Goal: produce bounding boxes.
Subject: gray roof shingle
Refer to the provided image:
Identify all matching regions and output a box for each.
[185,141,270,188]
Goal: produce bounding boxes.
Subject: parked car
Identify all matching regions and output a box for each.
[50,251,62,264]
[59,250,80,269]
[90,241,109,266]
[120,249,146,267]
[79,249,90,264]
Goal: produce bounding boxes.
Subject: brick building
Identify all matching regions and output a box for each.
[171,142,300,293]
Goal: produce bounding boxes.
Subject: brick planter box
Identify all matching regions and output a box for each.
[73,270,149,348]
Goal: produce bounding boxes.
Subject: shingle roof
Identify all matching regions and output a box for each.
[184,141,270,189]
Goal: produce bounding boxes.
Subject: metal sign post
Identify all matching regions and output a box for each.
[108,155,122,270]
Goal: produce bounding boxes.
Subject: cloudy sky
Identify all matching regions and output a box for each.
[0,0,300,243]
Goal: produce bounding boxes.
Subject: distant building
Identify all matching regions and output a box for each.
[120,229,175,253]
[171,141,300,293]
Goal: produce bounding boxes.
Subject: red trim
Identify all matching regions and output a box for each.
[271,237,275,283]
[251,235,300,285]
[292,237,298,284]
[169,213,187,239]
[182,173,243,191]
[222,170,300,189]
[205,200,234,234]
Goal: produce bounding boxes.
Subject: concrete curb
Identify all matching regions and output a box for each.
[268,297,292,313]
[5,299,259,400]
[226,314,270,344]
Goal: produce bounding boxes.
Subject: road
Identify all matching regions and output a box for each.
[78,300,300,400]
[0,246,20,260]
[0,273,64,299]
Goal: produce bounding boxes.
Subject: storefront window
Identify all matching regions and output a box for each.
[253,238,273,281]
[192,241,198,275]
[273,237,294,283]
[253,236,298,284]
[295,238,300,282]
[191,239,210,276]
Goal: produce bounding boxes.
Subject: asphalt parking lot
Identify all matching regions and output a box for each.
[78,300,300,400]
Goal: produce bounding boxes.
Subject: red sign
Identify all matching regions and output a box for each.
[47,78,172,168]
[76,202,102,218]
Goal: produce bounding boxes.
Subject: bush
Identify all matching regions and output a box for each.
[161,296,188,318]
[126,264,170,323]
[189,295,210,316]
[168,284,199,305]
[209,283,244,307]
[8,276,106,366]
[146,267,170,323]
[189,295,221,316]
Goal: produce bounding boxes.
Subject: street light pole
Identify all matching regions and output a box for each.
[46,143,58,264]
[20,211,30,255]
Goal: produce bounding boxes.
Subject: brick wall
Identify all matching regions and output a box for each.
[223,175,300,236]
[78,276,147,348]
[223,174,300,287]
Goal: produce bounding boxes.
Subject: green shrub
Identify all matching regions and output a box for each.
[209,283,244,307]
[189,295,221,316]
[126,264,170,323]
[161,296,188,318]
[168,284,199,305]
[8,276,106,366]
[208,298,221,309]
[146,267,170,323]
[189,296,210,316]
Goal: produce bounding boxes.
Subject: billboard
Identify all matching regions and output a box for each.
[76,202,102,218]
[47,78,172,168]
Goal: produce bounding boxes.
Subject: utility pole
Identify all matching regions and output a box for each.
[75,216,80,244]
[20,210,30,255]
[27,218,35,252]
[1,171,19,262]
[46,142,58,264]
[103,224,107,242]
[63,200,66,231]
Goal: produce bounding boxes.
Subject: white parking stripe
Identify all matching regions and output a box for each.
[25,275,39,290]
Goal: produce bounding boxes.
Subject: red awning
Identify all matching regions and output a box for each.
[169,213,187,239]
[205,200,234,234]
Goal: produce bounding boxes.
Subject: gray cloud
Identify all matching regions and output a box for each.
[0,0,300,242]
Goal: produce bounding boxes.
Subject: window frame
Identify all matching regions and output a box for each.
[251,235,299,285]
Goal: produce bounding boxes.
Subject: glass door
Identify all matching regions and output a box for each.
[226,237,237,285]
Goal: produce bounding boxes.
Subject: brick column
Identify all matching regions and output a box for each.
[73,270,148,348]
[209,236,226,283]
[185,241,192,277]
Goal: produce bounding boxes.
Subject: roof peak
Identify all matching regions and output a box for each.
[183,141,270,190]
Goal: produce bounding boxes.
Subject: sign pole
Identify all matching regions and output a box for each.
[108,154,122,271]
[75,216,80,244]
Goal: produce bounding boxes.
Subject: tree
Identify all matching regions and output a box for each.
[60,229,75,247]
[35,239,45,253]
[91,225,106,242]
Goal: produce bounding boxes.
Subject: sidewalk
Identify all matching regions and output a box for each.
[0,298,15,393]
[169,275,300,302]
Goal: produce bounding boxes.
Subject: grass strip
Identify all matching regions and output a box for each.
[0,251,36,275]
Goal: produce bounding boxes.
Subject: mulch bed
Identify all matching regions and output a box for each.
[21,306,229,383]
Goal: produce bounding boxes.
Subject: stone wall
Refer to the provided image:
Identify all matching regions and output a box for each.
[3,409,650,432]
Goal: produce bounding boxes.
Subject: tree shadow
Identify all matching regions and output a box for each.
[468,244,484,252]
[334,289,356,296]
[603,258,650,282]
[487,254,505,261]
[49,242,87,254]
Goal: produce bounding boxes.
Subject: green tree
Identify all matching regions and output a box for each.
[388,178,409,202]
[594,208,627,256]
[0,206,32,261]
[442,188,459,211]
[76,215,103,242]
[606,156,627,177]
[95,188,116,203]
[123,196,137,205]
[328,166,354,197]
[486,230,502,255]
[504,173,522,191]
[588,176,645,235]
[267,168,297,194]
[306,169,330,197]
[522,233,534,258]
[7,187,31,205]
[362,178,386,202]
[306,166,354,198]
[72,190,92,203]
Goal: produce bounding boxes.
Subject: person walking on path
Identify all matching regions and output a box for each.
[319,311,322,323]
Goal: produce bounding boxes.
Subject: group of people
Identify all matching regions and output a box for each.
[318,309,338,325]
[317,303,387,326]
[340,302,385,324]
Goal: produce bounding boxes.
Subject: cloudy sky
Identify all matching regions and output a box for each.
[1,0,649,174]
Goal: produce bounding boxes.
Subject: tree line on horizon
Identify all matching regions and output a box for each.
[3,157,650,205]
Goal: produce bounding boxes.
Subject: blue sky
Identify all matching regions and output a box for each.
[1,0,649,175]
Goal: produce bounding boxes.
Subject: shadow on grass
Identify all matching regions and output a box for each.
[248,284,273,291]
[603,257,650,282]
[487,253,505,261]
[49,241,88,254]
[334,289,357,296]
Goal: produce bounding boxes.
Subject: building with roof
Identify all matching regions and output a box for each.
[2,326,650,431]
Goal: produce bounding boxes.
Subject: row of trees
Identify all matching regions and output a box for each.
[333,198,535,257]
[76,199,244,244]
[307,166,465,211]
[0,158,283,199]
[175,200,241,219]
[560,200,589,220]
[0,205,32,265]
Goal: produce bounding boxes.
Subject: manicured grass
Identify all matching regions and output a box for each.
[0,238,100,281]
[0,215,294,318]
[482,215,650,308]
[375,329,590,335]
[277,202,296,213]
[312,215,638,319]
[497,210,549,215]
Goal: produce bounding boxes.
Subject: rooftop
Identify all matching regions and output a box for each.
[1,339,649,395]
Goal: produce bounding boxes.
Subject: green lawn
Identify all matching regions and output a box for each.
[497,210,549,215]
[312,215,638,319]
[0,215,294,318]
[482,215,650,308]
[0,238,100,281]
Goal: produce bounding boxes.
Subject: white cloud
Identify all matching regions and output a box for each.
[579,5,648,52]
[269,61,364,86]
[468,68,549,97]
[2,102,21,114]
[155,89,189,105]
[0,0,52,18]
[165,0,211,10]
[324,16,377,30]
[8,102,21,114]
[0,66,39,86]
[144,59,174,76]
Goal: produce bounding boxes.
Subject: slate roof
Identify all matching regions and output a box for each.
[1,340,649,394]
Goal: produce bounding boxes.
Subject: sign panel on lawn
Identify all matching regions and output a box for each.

# # # # # # #

**What this task involves**: Output every entry exactly as it appears.

**Solution to this task**:
Goal: produce bounding boxes.
Subject: gray roof shingle
Refer to the provided image:
Identify all matching regions and output a box for each.
[185,141,270,188]
Goal: produce bounding boxes.
Subject: parked car
Identify all matching regions and output a box for each.
[50,251,62,264]
[59,250,80,269]
[90,241,109,266]
[120,249,146,267]
[79,249,90,264]
Goal: produce bounding boxes.
Subject: brick building
Identify all matching regions and output a box for each.
[171,142,300,293]
Goal: produce bounding boxes.
Subject: brick planter box
Identify all matching regions and output a box for each.
[73,270,149,348]
Goal: produce bounding boxes.
Subject: shingle roof
Identify all matching regions and output a box for each.
[184,141,270,189]
Goal: produce bounding boxes.
Subject: metal sign post
Identify all matching regions and output a box for each.
[108,155,122,270]
Goal: produce bounding boxes.
Subject: cloudy sky
Identify all matching regions and output a box for each.
[0,0,300,243]
Goal: produce bounding boxes.
Subject: distant building
Identify all matching regions and output a box for each.
[120,229,175,253]
[171,141,300,293]
Goal: produce bounding boxes.
Subject: red trim
Identify all matching regions and output a box for each.
[271,237,275,283]
[251,235,300,285]
[292,237,298,284]
[169,213,187,239]
[182,173,243,191]
[222,170,300,189]
[205,200,234,234]
Goal: produce bounding boxes.
Subject: concrete curb
Identify all matching regions and output a box for each.
[268,297,292,313]
[5,299,259,400]
[226,314,270,344]
Goal: produce bounding boxes.
Subject: road
Identify all matching regions and output a box for each.
[78,300,300,400]
[0,246,20,260]
[0,273,64,299]
Goal: produce bounding boxes.
Subject: storefront window
Identify all matching regions and output a box for each.
[253,238,273,281]
[192,241,198,275]
[273,237,294,283]
[253,236,298,284]
[295,238,300,282]
[191,239,210,276]
Goal: produce bounding boxes.
Subject: asphalt parking lot
Identify all matching regions and output a box for each.
[78,300,300,400]
Goal: produce bounding boxes.
Subject: red sign
Identify all matching regions and output a box for each.
[47,78,172,168]
[76,202,102,218]
Goal: produce bounding boxes.
Subject: bush
Identify all matching regions and output a box for each.
[161,296,188,318]
[126,264,170,323]
[189,295,210,316]
[168,284,199,305]
[209,283,244,307]
[8,276,106,366]
[146,267,170,323]
[189,295,221,316]
Goal: produce bounding boxes.
Subject: street light pole
Identify all matching regions and output a box for each.
[46,143,58,264]
[20,211,30,255]
Goal: produce bounding boxes.
Subject: brick wall
Identify all matching regions and output a box for each.
[223,175,300,236]
[78,276,147,348]
[223,174,300,287]
Goal: produce bounding boxes.
Subject: green shrub
Identify all matching regions and output a box for each.
[209,283,244,307]
[189,295,221,316]
[126,264,170,323]
[161,296,188,318]
[168,284,199,305]
[8,276,106,366]
[208,298,221,309]
[146,267,170,323]
[189,296,210,316]
Goal: produce bounding boxes.
Subject: billboard
Identify all matching regions and output a box for each.
[76,202,102,218]
[47,78,172,168]
Goal: produce bounding boxes.
Subject: utility pole
Identify all matching regions and output a box for each.
[75,216,80,244]
[20,210,30,255]
[27,218,35,252]
[1,171,19,262]
[46,142,58,264]
[103,224,107,242]
[63,200,66,231]
Goal: produce bounding boxes.
Subject: white parking stripe
Identify all matching regions and output a box for each.
[25,275,39,290]
Goal: produce bounding boxes.
Subject: red awning
Identify all matching regions and output a box for each.
[169,213,187,239]
[205,200,234,234]
Goal: produce bounding boxes.
Subject: gray cloud
Identify all matching regions and output a box for each.
[0,0,300,242]
Goal: produce bounding boxes.
Subject: window frame
Identify all matching regions and output a box for each.
[251,235,299,285]
Goal: produce bounding boxes.
Subject: glass door
Identify all matching regions and output a box for each.
[226,237,237,285]
Goal: produce bounding boxes.
Subject: brick column
Identify all matching regions and output a box for each.
[73,270,148,348]
[209,236,226,283]
[185,241,192,277]
Goal: produce bounding boxes.
Subject: roof peak
Identify all matching regions and output a box for each.
[183,141,270,190]
Goal: produce bounding boxes.
Subject: sign pole
Identify all matching regions and output a box for each.
[108,154,122,271]
[75,216,80,244]
Goal: produce bounding boxes.
Subject: tree
Identify all matching regions and output a box for each.
[60,229,75,247]
[35,239,45,253]
[91,225,106,242]
Goal: produce bounding boxes.
Subject: sidewalk
Identify all matching regions and output a box for each.
[0,298,15,393]
[169,275,300,302]
Goal: produce bounding boxes.
Subject: grass strip
Identify all matching regions and output a box for each.
[0,251,36,275]
Goal: produce bounding boxes.
Subject: mulch bed
Identify all matching regions and output a box for each.
[21,306,229,383]
Goal: produce bounding boxes.
Subject: stone wall
Refer to the provided image:
Identify all matching regions and output a box for each.
[3,409,650,432]
Goal: produce bounding boxes.
Subject: tree shadow
Identify all matching regions and output a box for each.
[468,244,484,252]
[334,289,356,296]
[603,258,650,282]
[487,254,505,261]
[49,242,87,254]
Goal: produce bounding boxes.
Subject: green tree
Identify all matching regions and output a box for each.
[388,178,409,202]
[594,208,627,256]
[0,206,32,261]
[442,188,459,211]
[76,215,103,242]
[606,156,627,177]
[95,188,116,203]
[123,196,137,205]
[328,166,354,197]
[486,230,502,255]
[504,173,522,191]
[588,176,645,235]
[267,168,297,194]
[306,169,330,197]
[522,233,534,258]
[7,187,31,205]
[362,178,386,202]
[306,166,354,198]
[72,190,92,203]
Goal: produce bounding boxes.
Subject: person walking on path
Identify all matching regions and output a box for each.
[319,311,322,323]
Goal: produce bounding boxes.
Subject: group of people
Identify all matching regions and output a box for each.
[318,309,338,325]
[317,303,387,326]
[340,302,385,324]
Goal: produce bounding boxes.
Subject: cloudy sky
Identify all matching regions and output a box for each.
[1,0,649,174]
Goal: produce bounding boxes.
Subject: tree line on horizon
Identify all matching regions and output a box for each.
[3,157,650,205]
Goal: produce bounding boxes.
Subject: blue sky
Identify all matching regions and output a box for each.
[1,0,649,175]
Goal: produce bounding boxes.
Subject: shadow on grass
Identify all matching regions and output a box for each.
[248,284,273,291]
[603,257,650,282]
[487,253,505,261]
[49,241,88,254]
[334,289,357,296]
Goal: produce bounding boxes.
Subject: building with roof
Identify all matching regions and output a box for each.
[2,326,650,431]
Goal: produce bounding boxes.
Subject: row of trees
Identify all matching regions and output a box for each.
[333,198,535,257]
[76,199,244,244]
[307,166,465,211]
[0,158,283,199]
[175,200,241,219]
[560,200,589,220]
[0,205,32,265]
Goal: produce bounding boxes.
Subject: manicured grass
Identify all matching regions and output a box for each.
[0,238,100,281]
[0,215,294,318]
[482,215,650,308]
[375,329,590,335]
[277,202,296,213]
[312,215,638,319]
[497,210,549,215]
Goal: produce bounding boxes.
Subject: rooftop
Identify all matching regions and output a box for each.
[1,339,649,395]
Goal: produce bounding boxes.
Subject: green lawn
Identify all matching regions and output a box for each.
[497,210,549,215]
[312,215,638,319]
[0,215,294,318]
[482,215,650,308]
[0,238,100,281]
Goal: produce bounding boxes.
Subject: white cloud
Identify all matching regions and output a box for each.
[579,5,648,52]
[269,61,364,86]
[468,68,549,97]
[2,102,21,114]
[155,89,189,105]
[0,0,52,18]
[165,0,211,10]
[324,16,377,30]
[8,102,21,114]
[0,66,39,86]
[144,59,174,76]
Goal: produce bounding boxes.
Subject: slate roof
Identify all matching regions and output a box for each.
[1,340,649,394]
Goal: produce bounding boxes.
Subject: sign panel on lawn
Identify all matching regions and output a box for each.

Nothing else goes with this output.